*** Opening of Document extract ***

Wound up just getting cough in the shell. Fortunately they didn't seem to do any damage at all. Sun gear looks great, as does the rest of the forward clutch assembly. Only other thing noteworthy is the clutch pack was a bit worse for wear. The steels definitely got kinda hot, and the frictions are a touch worn down. This is probably where the material in the pan was from, along with a bit of old material in the t-case and TC.


My immediate thought was to wonder if there was too much pressure applied, but after a bit of thought I dont know if that is possible.

My current theory is that the old failing VB may have applied a forward gear and the reverse gear at the same time, and the forward clutch was the first to go.
Is that something mechanically possible with the VB alone? Would it be possible for the "forward valve" and the "reverse valve" to be on at the same time, or should I keep looking?

Im going to order a new clutch drum and a few gaskets to start here anyway. Looks like the drum is pretty cheap at least.

*** Close of Document extract ***

Your assignment:
Answer these questions from the transmission teardown post above:
1. Besides the rest of the forward clutch assembly, which part does the writer say looks great?
2. According to the writer's current theory, what may the old failing VB have done?
3. What does the writer plan to order?

*** Opening of Extracted entries ***

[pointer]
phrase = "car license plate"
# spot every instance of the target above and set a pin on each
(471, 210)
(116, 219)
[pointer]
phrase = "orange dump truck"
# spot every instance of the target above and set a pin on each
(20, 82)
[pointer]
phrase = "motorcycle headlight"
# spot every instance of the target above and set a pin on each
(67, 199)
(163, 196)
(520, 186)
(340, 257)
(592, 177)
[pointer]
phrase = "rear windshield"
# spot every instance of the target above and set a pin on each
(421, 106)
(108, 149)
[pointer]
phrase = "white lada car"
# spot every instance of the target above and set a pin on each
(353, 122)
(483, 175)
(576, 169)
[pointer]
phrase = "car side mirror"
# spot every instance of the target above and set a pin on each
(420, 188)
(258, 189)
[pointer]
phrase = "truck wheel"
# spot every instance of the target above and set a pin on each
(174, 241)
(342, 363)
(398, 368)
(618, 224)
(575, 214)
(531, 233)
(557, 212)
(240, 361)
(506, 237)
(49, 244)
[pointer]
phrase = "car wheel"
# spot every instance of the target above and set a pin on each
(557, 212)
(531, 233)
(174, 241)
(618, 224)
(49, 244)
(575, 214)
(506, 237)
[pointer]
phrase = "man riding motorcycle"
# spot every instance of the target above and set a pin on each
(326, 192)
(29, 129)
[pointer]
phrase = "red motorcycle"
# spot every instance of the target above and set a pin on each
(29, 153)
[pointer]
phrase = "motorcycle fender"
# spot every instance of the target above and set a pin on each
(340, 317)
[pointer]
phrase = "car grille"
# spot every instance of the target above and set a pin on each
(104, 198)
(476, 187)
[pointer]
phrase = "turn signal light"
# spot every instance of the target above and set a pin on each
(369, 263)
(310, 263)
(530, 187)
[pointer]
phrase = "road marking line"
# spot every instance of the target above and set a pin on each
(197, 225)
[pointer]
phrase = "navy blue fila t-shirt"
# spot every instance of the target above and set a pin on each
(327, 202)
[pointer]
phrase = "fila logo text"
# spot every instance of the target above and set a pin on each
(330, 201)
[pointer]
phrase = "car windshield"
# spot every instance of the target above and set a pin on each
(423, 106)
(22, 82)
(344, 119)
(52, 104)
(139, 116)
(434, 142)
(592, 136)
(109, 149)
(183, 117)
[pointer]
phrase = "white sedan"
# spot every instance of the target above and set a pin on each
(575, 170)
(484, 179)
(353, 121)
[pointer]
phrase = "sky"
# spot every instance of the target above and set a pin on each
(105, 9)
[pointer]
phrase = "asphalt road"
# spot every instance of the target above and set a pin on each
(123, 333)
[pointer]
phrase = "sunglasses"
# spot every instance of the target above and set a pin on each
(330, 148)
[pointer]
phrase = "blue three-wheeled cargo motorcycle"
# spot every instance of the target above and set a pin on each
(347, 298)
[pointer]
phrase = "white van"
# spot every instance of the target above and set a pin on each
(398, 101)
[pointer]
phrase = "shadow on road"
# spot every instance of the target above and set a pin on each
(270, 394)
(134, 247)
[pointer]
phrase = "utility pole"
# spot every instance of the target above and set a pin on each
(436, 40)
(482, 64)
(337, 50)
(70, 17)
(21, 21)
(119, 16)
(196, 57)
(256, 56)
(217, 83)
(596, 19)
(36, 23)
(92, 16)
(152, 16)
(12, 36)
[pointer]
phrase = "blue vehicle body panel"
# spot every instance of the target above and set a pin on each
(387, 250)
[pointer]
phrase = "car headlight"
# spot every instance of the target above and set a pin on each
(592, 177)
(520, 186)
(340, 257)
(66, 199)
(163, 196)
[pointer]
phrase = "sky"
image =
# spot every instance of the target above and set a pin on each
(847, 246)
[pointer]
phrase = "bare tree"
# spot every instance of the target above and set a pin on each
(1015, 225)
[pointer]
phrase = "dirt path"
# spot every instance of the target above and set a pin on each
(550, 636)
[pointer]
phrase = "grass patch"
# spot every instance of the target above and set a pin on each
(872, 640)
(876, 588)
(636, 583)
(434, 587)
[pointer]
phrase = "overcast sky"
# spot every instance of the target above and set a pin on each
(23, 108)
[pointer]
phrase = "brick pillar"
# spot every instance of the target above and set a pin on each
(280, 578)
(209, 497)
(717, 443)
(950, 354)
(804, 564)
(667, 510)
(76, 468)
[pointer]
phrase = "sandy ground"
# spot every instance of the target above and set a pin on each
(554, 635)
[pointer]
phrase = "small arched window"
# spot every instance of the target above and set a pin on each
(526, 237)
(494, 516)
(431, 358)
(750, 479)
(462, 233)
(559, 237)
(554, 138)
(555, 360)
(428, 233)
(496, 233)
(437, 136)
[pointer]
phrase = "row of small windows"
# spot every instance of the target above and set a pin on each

*** Close of Extracted entries ***

Answer space:
1. The sun gear.
2. It may have applied a forward gear and the reverse gear at the same time.
3. A new clutch drum and a few gaskets.